** Start of RECORDS **

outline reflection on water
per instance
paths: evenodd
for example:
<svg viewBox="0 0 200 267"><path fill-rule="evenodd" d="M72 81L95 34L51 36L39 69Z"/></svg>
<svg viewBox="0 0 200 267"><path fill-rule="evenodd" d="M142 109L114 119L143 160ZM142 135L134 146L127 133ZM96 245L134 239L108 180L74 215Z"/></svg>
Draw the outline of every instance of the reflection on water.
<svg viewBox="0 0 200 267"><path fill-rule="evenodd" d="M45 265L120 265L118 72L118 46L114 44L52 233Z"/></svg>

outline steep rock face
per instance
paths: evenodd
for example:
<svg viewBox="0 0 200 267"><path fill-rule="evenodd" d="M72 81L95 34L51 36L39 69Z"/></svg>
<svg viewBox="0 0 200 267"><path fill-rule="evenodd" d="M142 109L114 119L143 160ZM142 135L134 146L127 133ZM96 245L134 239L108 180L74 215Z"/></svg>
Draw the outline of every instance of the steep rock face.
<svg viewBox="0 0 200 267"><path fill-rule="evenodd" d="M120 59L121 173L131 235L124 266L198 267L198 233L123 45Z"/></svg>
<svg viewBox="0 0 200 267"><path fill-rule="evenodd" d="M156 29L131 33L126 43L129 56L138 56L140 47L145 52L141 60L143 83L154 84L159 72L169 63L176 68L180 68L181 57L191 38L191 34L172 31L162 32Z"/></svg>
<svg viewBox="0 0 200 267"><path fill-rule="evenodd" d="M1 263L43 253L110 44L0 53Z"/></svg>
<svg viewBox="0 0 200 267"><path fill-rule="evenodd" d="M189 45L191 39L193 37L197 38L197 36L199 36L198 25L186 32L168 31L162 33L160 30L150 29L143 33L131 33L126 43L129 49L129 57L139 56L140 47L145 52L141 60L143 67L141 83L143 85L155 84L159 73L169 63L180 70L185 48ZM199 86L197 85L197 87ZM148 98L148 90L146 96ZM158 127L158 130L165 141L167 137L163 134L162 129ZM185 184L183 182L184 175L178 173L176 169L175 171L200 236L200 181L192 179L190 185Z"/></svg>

** End of RECORDS **

- [STATED EXERCISE]: Copy out, unchanged, the rows from the line containing "outline steep rock face" through the line containing "263L43 253L110 44L0", with both of those lines included.

- [PROBLEM SOLUTION]:
outline steep rock face
per instance
paths: evenodd
for example:
<svg viewBox="0 0 200 267"><path fill-rule="evenodd" d="M72 81L95 34L51 36L39 69Z"/></svg>
<svg viewBox="0 0 200 267"><path fill-rule="evenodd" d="M142 109L114 119L143 160ZM142 135L134 146L127 133ZM96 245L134 239L108 180L74 215Z"/></svg>
Draw the outline of every instance of the steep rock face.
<svg viewBox="0 0 200 267"><path fill-rule="evenodd" d="M120 59L121 173L131 235L124 266L198 267L198 233L123 45Z"/></svg>
<svg viewBox="0 0 200 267"><path fill-rule="evenodd" d="M156 29L131 33L126 43L129 56L138 56L140 47L145 52L141 60L143 83L154 84L159 72L169 63L176 68L180 68L181 57L191 38L191 34L172 31L162 32Z"/></svg>
<svg viewBox="0 0 200 267"><path fill-rule="evenodd" d="M1 263L43 253L110 44L0 53Z"/></svg>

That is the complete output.